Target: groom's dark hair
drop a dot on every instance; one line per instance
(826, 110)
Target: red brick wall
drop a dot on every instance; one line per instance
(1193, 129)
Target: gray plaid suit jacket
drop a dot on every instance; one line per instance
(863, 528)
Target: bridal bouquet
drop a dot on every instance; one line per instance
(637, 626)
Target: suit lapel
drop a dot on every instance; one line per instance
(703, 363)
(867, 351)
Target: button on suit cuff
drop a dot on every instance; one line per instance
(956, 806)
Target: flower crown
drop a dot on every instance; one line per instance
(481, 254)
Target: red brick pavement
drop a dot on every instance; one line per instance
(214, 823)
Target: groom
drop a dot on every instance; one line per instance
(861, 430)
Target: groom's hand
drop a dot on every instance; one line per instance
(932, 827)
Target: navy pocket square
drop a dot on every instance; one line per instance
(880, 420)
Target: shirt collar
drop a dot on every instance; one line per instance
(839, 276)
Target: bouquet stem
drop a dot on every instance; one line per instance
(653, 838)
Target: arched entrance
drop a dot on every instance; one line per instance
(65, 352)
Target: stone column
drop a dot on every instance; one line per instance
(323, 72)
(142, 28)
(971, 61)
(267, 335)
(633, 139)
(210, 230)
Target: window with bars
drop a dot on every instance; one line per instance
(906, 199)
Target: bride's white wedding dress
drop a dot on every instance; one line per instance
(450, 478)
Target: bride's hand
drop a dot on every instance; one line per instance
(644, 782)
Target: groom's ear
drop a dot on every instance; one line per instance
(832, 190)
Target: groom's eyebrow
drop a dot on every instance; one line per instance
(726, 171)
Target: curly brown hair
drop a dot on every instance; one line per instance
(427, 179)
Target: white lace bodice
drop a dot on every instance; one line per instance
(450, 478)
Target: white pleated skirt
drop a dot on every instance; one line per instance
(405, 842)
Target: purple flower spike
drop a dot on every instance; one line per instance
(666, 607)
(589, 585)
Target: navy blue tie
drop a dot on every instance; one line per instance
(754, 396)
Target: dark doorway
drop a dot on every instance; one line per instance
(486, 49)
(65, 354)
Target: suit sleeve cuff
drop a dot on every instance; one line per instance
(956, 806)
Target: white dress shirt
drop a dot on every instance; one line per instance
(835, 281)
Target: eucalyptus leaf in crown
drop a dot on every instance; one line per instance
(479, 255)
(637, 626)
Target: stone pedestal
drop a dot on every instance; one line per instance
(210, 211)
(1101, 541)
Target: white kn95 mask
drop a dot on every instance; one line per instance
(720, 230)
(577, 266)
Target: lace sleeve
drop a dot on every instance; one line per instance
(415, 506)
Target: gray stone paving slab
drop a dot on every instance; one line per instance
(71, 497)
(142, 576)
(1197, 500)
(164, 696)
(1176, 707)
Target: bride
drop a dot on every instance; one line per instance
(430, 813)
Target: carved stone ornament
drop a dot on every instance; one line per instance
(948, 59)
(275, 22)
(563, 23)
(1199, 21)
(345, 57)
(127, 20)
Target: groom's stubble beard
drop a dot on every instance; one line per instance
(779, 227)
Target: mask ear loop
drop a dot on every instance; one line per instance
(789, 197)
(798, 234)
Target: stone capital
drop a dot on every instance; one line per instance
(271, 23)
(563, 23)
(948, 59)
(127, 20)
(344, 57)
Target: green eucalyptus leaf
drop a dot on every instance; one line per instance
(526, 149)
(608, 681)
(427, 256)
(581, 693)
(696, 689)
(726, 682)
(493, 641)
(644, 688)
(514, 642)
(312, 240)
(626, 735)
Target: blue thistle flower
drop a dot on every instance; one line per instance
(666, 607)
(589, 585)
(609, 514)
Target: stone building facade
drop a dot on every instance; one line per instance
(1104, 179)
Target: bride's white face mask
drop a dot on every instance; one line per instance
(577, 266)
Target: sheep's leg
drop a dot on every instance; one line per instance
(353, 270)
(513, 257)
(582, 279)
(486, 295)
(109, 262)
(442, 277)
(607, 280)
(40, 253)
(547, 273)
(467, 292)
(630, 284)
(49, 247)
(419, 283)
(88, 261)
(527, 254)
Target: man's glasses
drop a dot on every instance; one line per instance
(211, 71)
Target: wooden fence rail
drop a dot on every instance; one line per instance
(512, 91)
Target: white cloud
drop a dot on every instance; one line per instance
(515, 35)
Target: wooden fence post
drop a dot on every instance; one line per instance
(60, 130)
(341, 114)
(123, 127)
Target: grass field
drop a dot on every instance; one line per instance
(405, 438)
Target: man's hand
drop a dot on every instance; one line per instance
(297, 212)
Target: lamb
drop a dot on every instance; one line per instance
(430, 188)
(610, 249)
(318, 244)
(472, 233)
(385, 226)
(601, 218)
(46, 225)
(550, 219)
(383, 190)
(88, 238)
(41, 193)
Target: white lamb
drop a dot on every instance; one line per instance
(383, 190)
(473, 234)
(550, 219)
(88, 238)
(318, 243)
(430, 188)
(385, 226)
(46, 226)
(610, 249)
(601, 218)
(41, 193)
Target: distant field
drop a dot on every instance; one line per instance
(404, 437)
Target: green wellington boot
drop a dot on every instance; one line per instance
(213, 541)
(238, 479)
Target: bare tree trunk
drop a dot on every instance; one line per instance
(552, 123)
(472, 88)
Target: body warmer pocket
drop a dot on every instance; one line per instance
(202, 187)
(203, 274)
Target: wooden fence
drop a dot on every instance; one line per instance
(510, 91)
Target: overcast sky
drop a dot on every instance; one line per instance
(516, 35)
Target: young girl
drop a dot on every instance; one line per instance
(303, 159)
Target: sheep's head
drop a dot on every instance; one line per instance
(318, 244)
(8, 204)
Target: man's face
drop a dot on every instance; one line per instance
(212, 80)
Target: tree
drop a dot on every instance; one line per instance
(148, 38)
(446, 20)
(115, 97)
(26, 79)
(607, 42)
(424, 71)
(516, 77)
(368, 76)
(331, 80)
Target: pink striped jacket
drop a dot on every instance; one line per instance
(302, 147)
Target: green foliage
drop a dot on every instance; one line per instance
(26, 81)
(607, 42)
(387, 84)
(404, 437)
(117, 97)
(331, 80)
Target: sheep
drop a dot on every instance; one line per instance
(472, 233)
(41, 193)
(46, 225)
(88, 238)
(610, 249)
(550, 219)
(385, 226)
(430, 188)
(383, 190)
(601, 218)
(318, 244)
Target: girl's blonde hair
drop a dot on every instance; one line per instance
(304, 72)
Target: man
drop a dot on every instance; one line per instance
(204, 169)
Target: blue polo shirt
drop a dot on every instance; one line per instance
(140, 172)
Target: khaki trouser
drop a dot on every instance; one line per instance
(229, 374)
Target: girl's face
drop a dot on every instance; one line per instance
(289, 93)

Goal: Update the lines from the one containing "Target: girl's face" through the end of the listing, both included, by swapping "drop a dot" for "place a marker" and changing nothing else.

The result:
Target: girl's face
place a marker on every instance; one line per instance
(289, 93)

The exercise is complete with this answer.